● EXTRACT PROVIDED
The orders were more than ten times the Osaka exchange's average daily volume and one of the largest trading errors in Japan, prompting regulators to begin an investigation.

After the orders were placed, the Tokyo Stock Exchange's Nikkei-225 futures index lost 110 points or one percent, reports said.

The erroneous trades were executed by the group's proprietary trading unit, which trades on the bank's account and not for clients. Activity on proprietary trading has been suspended, the bank said on its website.

"There was a software glitch in our automated trading system, and the consequence of the error was that a number of trades were repeatedly sent to the exchange," Deutsche Bank spokesman Aston Bridgman said Wednesday.

"The error was recognised and we immediately placed cancel orders on 99.7 percent of the trade. There is an issue somewhere in the software that needs to be identified," he added.

● EXTRACTED DATA
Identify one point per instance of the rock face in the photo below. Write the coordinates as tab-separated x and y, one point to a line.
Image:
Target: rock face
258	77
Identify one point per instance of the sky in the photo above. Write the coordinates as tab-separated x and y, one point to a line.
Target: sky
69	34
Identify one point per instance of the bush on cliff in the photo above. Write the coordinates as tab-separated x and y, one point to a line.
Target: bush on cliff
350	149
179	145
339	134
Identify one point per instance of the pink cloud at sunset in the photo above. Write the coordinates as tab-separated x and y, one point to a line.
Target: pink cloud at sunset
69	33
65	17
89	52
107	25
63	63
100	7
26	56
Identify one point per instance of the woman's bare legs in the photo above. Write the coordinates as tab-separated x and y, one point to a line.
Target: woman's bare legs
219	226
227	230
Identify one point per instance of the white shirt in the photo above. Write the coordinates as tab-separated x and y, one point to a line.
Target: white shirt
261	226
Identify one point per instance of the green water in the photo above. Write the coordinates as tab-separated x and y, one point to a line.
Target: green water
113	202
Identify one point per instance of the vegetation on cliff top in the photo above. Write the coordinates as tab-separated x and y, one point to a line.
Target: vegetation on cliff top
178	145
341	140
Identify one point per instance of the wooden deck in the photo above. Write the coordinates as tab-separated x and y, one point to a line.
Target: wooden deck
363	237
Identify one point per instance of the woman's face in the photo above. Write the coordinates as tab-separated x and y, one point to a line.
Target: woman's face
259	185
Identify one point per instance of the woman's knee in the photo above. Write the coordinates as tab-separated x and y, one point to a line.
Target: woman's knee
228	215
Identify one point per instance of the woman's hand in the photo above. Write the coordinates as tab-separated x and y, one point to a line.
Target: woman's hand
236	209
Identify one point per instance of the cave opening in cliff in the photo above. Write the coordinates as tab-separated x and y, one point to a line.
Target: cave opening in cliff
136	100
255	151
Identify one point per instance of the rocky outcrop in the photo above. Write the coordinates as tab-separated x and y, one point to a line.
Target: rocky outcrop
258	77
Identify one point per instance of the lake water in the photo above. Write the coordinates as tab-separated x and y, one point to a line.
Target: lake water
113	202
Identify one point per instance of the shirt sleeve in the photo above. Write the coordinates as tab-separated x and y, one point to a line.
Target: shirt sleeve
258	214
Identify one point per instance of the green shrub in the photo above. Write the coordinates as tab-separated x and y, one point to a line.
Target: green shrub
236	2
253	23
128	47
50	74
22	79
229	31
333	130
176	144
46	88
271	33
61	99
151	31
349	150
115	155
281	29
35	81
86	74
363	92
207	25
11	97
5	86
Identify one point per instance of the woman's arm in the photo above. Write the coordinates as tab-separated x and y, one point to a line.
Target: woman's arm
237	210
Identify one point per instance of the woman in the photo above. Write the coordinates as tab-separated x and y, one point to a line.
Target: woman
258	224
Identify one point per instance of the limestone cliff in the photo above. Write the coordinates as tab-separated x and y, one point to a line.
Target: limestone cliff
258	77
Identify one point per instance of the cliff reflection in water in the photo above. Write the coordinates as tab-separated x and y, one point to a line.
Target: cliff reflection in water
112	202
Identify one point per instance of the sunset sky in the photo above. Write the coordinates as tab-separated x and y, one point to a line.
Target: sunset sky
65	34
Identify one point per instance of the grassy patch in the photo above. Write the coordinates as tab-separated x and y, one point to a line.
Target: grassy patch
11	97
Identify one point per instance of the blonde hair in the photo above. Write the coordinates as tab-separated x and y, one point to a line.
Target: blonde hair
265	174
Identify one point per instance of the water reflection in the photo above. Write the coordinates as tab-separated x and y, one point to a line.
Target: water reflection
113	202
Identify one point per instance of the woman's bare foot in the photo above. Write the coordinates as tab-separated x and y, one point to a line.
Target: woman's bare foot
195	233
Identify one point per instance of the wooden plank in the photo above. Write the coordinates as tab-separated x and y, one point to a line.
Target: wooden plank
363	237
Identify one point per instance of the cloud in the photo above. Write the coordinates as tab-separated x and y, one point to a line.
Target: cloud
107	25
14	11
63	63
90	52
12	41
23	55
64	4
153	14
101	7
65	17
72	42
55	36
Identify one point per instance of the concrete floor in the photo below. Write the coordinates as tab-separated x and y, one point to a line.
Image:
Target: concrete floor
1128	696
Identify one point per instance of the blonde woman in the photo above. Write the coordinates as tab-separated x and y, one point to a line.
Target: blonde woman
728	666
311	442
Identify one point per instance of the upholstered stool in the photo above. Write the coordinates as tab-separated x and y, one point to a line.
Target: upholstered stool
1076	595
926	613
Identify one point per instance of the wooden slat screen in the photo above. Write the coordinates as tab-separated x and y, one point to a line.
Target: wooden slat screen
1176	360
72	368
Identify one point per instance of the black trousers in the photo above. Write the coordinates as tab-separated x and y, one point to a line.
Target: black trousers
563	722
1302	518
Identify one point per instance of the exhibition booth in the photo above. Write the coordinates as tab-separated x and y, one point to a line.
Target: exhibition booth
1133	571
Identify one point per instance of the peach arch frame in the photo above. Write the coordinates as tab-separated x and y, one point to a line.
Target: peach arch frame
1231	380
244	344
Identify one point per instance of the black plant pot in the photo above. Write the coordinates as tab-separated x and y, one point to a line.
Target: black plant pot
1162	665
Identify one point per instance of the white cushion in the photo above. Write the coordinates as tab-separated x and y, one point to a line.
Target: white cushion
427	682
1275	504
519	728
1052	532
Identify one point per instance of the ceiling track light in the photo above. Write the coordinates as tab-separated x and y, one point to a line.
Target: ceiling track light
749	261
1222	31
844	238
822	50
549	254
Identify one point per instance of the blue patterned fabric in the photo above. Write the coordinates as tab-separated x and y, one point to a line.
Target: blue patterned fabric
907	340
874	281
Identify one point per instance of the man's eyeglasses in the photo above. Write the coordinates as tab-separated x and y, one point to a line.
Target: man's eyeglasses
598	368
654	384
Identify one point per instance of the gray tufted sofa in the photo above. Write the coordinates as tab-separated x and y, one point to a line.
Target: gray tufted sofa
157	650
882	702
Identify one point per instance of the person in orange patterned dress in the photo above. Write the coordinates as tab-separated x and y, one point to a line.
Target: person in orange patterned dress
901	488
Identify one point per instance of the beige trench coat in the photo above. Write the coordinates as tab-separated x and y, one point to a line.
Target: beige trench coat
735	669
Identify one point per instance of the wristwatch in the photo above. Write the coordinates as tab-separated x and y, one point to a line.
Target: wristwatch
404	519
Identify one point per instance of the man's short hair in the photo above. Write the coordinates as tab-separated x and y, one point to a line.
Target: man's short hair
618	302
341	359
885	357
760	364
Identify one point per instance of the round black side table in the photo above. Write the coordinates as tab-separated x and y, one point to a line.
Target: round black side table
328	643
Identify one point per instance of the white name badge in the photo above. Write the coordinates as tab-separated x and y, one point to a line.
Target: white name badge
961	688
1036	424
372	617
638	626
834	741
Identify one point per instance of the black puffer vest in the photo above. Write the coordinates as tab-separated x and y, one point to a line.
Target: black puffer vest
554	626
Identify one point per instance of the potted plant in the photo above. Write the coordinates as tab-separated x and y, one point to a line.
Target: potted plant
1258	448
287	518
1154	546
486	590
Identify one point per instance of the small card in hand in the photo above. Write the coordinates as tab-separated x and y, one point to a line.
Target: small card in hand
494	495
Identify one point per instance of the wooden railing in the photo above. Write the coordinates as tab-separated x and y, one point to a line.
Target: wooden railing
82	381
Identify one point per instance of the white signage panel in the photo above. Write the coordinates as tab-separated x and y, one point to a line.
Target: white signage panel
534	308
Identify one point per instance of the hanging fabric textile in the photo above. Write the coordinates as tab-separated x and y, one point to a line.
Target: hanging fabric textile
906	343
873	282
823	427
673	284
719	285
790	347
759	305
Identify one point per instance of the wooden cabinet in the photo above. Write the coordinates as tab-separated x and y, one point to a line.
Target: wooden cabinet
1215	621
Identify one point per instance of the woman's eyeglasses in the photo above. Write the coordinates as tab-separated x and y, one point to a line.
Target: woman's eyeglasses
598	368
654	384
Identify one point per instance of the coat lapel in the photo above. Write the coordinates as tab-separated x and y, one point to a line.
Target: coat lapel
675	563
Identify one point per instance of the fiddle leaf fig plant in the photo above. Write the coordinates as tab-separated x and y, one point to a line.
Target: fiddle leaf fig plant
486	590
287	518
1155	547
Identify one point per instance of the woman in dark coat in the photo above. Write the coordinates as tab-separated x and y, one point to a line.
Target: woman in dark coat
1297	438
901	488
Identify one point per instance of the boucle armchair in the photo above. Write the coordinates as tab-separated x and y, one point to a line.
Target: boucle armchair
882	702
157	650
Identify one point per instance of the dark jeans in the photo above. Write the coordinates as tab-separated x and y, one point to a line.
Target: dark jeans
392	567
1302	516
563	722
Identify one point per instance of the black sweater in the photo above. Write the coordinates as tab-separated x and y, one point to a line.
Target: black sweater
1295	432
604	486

● TASK REQUIREMENTS
**A)** Answer briefly from the excerpt on the Deutsche Bank trading error:
(i) How many points did the Nikkei-225 futures index lose after the orders were placed?
(ii) Which unit of the group executed the erroneous trades?
(iii) On what percentage of the trade did the bank place cancel orders?
**B)** Go on with the excerpt about the Deutsche Bank trading error, starting after its final sentence.

● ANSWER SET
**A)**
(i) 110 points, or one percent.
(ii) The group's proprietary trading unit.
(iii) 99.7 percent.

**B)**
The remaining orders that were executed amounted to 55 billion yen, he said. The bank's proprietary trading unit has its own trading platform and software, although the spokesman declined to provide details.

Tokyo stock markets went into turmoil in December 2005 after a Mizuho Financial Securities trader punched in an order to sell 610,000 shares in a telecom firm at one yen each instead of one share at ¥610,000.

The chaos prompted the resignation of the head of the Tokyo Stock Exchange to take responsibility. A court last year ordered the TSE to pay compensation of more than $120 million over its failure to stop the blunder.